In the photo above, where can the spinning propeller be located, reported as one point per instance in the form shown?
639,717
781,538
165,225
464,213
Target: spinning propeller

____________

- [What is required] Please reproduce every line of the listing above word for word, in its original order.

- [Full answer]
In the photo above, where can the spinning propeller be located, reported as one point per instance in the form shown?
639,717
781,538
165,225
464,213
Target: spinning propeller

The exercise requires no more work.